**Text section**
** BEGIN **
Code and Literature Repository for Investigating Meta-Learning Algorithms in the Context of Recommender Systems

Inspiration

The main inspiration for this research is based on the work performed by the ADAPT group at the Trinity college in Dublin. Of special note for this project is the research outlined in the paper One-at-a-time: A Meta-Learning Recommender-System for Recommendation-Algorithm Selection on Micro Level.

Abstract

The DonorsChoose.org dataset of past donations provides a big and feature-rich corpus of users and items. The dataset matches donors to projects in which they might be interested in and hence is intrinsically about recommendations. Due to the availability of detailed item-, user- and transaction-features, this corpus represents a suitable candidate for meta-learning approaches to be tested. This study aims at providing an augmented corpus for further recommender systems studies to test and evaluate meta-learning approaches. In the augmentation, metadata of collaborative and content-based filtering techniques is amended to the corpus. It is further extended with aggregated statistics for users and transactions and an exemplary meta-learning experiment. The performance in the learning subsystem is measured via the recall of recommended items in a Top-N test set. The augmented dataset and the source code are released into the public domain at GitHub:Edenhofer/Augmented-DonorsChoose.org-Dataset.

Corpus Features and Augmented Metadata

The following represents an organized list of names of columns. Each entry in the itemized transaction table provides a value in the listed columns. If the name of a column is deemed not self-explanatory, a short description is amended.

Transaction

DonationID
DonationIncludedOptionalDonation
DonationReceivedDate
- DonationReceivedDateDay
- DonationReceivedDateDayOfWeek
- DonationReceivedDateMonth
- DonationReceivedDateTimeOfDay
- DonationReceivedDateYear
DonorCartSequence
DonorID
ProjectID
DonationAmount
(Zip|City|Sate)IsEqual i.e. whether user and item have identical values

User

DonorState
DonorCity
DonorZip
DonorIsTeacher
Concat[(DonorState|DonorCity|...)+] i.e. the concatenated value of mentioned columns

Item

SchoolID
ProjectGradeLevelCategory
ProjectResourceCategory
ProjectSubjectCategoryTree
ProjectSubjectSubcategoryTree
SchoolCity
SchoolMetroType
SchoolPercentageFreeLunch
SchoolState
SchoolZip

Learning Subsystem Prediction and Error

Collaborative Filtering Techniques
- AbsoluteErrorSKLearn-(KNN|SVD)
** END **
**Data section**
** BEGIN **
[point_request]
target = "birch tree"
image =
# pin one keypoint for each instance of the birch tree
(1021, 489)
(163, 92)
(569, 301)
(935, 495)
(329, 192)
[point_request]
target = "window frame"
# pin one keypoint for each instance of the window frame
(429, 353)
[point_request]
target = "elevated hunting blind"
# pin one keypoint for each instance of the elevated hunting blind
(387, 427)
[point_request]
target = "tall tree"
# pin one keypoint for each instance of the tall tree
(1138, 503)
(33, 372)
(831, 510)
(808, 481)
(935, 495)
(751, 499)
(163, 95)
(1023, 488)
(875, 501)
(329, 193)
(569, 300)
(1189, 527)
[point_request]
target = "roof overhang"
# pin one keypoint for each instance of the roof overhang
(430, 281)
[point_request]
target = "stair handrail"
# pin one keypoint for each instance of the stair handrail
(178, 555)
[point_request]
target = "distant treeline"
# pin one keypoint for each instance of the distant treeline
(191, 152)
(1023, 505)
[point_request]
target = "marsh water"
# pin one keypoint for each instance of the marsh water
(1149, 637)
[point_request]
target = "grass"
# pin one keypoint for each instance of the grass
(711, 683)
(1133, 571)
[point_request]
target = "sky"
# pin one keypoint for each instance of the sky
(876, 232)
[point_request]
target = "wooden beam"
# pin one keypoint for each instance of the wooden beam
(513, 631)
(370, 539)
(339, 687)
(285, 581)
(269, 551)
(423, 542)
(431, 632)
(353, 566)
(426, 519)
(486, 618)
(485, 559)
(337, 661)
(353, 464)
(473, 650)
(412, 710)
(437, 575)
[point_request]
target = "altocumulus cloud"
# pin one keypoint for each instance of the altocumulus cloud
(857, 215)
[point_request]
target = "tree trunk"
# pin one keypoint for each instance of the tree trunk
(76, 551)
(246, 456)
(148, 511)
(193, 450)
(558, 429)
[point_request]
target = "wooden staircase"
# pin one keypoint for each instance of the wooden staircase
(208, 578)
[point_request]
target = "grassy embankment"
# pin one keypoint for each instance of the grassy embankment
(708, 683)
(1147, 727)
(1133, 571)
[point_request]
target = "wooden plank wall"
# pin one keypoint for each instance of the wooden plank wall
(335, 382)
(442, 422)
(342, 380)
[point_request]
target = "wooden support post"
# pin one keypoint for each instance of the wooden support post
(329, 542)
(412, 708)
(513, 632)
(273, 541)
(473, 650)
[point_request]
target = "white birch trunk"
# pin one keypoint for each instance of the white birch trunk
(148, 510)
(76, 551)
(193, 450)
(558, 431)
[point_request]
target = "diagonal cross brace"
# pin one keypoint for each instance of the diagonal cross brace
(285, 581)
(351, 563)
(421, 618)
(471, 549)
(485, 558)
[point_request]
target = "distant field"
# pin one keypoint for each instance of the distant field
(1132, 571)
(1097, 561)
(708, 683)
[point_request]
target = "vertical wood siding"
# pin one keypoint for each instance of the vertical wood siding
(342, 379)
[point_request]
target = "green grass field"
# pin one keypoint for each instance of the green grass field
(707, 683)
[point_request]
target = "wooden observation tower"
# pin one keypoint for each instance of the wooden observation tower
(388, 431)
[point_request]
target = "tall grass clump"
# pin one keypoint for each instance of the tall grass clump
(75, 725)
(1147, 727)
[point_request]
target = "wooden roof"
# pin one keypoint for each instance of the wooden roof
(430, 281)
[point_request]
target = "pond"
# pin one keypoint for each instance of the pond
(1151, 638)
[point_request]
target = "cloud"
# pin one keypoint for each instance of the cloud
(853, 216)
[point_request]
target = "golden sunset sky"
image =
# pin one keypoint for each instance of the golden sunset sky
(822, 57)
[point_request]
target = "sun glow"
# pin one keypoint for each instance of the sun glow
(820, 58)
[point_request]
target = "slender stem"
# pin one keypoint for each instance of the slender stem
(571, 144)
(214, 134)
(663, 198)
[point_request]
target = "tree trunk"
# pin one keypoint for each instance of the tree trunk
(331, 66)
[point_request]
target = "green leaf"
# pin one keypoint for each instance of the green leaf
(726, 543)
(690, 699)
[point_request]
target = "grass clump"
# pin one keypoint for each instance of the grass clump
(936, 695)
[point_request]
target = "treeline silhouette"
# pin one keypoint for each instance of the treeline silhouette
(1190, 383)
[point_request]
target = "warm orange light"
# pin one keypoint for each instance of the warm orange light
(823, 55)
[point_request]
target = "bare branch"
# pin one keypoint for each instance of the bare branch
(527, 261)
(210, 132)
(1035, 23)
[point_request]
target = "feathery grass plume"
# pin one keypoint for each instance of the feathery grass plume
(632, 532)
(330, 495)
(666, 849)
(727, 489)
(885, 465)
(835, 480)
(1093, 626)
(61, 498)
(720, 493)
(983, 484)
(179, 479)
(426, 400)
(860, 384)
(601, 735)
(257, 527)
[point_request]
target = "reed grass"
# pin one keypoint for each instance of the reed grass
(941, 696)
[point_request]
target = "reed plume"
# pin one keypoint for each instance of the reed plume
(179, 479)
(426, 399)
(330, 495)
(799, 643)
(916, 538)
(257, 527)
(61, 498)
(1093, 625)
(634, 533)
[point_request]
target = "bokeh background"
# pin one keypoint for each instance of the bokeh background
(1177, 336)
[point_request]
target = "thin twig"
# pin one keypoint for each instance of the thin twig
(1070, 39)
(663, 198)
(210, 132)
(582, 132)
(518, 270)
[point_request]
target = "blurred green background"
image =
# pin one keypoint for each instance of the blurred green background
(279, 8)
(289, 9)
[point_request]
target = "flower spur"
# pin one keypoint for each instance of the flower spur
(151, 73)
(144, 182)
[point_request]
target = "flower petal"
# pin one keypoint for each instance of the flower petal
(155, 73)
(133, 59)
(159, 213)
** END **
**Stated goal A**
In the meta-learning repository text, translate the sentence "The performance in the learning subsystem is measured via the recall of recommended items in a Top-N test set." into German.
**Stated goal B**
Write out the part of the meta-learning repository text between "Corpus Features and" and "description is amended.", inclusive.
**Stated goal C**
Turn the paragraph of the meta-learning repository text that begins "The DonorsChoose.org dataset of past donations" into a short list of its main facts.

**Output A**
Die Leistung im Lernsubsystem wird über den Recall der empfohlenen Elemente in einem Top-N-Testdatensatz gemessen.

**Output B**
Corpus Features and Augmented Metadata

The following represents an organized list of names of columns. Each entry in the itemized transaction table provides a value in the listed columns. If the name of a column is deemed not self-explanatory, a short description is amended.

**Output C**
- The DonorsChoose.org dataset of past donations is a large, feature-rich corpus of users and items.
- It matches donors to projects that may interest them, so it is intrinsically about recommendations.
- Its detailed item, user and transaction features make it a suitable candidate for testing meta-learning approaches.
- The study aims to provide an augmented corpus for further recommender systems studies of meta-learning.
- The augmentation adds metadata from collaborative and content-based filtering techniques.
- It also adds aggregated statistics for users and transactions and an exemplary meta-learning experiment.
- Performance in the learning subsystem is measured by the recall of recommended items in a Top-N test set.
- The augmented dataset and source code are in the public domain at GitHub:Edenhofer/Augmented-DonorsChoose.org-Dataset.